Exercise description | Copy the lines below that contain "field".

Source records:

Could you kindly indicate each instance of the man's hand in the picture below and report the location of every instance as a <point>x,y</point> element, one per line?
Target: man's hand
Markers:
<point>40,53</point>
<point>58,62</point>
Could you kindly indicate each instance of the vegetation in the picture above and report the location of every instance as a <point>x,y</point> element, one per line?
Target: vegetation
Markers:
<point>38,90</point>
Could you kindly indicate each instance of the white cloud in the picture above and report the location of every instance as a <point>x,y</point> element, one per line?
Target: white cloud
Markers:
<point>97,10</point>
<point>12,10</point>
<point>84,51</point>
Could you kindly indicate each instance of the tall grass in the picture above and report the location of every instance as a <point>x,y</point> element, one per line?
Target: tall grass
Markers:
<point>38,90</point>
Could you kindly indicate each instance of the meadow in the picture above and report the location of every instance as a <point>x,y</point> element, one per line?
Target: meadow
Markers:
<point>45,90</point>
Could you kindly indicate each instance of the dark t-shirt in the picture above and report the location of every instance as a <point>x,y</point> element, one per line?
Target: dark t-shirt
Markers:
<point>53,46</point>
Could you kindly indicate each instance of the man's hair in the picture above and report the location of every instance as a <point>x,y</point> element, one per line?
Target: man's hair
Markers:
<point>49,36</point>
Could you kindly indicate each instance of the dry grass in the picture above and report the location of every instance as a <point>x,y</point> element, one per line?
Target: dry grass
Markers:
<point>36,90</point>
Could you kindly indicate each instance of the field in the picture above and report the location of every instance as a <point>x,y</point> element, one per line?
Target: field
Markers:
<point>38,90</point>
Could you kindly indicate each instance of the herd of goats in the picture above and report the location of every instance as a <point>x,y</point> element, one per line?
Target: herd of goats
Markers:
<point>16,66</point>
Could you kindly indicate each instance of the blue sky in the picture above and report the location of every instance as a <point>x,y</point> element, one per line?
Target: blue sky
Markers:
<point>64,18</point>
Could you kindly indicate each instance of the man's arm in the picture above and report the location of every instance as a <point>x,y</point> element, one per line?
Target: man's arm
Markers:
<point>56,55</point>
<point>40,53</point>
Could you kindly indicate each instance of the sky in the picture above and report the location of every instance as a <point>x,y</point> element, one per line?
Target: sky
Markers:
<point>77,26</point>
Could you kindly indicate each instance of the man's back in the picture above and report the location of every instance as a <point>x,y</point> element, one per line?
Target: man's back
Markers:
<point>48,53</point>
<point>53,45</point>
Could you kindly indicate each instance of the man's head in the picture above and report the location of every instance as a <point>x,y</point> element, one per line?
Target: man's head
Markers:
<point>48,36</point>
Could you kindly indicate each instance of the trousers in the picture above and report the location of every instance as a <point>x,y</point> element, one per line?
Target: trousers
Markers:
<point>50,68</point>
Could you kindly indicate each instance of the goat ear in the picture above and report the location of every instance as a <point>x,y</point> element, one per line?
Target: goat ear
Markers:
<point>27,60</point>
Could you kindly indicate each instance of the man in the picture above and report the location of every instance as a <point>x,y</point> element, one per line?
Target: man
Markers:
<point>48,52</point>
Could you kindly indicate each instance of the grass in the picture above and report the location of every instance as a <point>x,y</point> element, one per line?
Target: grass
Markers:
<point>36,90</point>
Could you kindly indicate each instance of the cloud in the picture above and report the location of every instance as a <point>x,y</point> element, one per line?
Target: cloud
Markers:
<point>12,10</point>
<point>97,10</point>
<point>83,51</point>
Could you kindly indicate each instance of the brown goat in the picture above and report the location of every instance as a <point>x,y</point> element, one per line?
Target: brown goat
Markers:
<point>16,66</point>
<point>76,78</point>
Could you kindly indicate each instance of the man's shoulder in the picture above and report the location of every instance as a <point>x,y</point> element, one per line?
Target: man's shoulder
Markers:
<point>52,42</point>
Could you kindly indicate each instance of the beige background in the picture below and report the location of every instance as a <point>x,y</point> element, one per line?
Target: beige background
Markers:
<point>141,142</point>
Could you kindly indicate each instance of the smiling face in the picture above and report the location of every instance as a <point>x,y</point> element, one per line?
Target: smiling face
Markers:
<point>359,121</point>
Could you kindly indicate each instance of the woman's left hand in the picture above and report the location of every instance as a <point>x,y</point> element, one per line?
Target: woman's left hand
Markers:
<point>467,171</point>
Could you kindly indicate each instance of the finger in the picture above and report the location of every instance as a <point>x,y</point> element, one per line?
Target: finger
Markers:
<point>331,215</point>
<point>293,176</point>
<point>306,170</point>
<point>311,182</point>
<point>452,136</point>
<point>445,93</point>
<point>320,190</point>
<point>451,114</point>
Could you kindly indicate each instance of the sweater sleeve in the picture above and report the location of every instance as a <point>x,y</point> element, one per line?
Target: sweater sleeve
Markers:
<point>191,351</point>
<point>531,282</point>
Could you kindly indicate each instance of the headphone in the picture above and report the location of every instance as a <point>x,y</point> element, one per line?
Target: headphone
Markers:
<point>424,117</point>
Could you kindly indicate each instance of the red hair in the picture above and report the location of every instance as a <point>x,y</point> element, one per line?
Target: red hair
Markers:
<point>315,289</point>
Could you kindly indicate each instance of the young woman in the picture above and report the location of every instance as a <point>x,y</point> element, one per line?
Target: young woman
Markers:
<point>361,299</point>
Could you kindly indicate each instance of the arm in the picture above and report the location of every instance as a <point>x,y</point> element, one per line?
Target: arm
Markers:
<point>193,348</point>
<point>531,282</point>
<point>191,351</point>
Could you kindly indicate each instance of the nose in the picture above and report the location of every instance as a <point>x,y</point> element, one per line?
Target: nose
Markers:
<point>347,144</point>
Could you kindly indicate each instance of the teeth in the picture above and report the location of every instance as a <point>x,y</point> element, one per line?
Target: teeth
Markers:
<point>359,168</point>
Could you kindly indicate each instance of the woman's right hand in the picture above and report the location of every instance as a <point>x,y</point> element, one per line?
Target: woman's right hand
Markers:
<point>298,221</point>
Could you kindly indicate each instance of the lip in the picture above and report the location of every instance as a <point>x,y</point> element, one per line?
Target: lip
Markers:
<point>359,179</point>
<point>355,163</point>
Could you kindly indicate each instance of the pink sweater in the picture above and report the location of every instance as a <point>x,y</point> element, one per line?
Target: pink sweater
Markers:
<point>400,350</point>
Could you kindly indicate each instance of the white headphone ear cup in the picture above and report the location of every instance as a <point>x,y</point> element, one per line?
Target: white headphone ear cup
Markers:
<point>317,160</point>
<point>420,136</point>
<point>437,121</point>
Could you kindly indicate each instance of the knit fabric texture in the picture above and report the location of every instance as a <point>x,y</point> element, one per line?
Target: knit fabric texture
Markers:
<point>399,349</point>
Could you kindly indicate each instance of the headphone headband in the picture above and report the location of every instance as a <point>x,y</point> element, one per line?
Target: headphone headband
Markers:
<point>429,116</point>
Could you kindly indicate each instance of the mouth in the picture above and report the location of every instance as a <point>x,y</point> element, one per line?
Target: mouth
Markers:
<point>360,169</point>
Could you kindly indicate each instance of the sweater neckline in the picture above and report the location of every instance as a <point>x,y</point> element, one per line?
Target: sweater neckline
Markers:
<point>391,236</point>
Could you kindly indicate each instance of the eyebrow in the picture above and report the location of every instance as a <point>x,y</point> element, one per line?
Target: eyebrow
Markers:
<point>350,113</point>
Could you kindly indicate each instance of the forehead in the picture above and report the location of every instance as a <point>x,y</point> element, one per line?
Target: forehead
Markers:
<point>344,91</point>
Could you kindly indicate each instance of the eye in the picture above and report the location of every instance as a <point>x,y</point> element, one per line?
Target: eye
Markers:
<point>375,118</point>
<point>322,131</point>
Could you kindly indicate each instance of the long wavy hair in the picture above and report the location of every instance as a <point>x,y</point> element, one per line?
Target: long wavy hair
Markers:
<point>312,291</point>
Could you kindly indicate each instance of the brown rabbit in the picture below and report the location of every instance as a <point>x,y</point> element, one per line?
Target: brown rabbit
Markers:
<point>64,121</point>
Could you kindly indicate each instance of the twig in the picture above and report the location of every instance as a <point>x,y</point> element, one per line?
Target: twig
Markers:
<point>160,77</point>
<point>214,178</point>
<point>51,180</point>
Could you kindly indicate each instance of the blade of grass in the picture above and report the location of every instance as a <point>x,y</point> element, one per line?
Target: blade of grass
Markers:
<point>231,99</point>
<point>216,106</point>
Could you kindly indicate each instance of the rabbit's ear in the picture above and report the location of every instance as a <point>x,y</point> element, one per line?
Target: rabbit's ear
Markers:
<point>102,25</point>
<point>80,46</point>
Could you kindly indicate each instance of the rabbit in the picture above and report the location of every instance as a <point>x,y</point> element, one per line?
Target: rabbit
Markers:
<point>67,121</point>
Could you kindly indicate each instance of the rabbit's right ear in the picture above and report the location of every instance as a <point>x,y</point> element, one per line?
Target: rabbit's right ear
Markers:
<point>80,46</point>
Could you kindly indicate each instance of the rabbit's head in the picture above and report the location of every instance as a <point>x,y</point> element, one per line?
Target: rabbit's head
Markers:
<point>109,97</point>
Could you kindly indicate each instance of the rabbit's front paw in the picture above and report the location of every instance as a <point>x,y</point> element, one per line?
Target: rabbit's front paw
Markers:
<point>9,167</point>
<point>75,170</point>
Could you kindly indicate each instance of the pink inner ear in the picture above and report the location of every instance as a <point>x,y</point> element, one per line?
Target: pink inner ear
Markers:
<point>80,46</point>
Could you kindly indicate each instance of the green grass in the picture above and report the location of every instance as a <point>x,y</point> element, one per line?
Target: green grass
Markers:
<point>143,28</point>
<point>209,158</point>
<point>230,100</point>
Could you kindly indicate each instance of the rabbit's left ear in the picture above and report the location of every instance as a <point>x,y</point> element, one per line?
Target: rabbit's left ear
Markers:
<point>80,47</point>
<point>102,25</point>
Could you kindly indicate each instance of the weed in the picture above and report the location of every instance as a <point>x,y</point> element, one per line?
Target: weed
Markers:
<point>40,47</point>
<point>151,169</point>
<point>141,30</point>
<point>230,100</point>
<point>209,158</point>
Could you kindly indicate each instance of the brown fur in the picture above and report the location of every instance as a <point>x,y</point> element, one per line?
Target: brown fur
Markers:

Final answer |
Could you kindly indicate each instance of the field in the picture above and report the location of every instance as a <point>x,y</point> element, one per line?
Target: field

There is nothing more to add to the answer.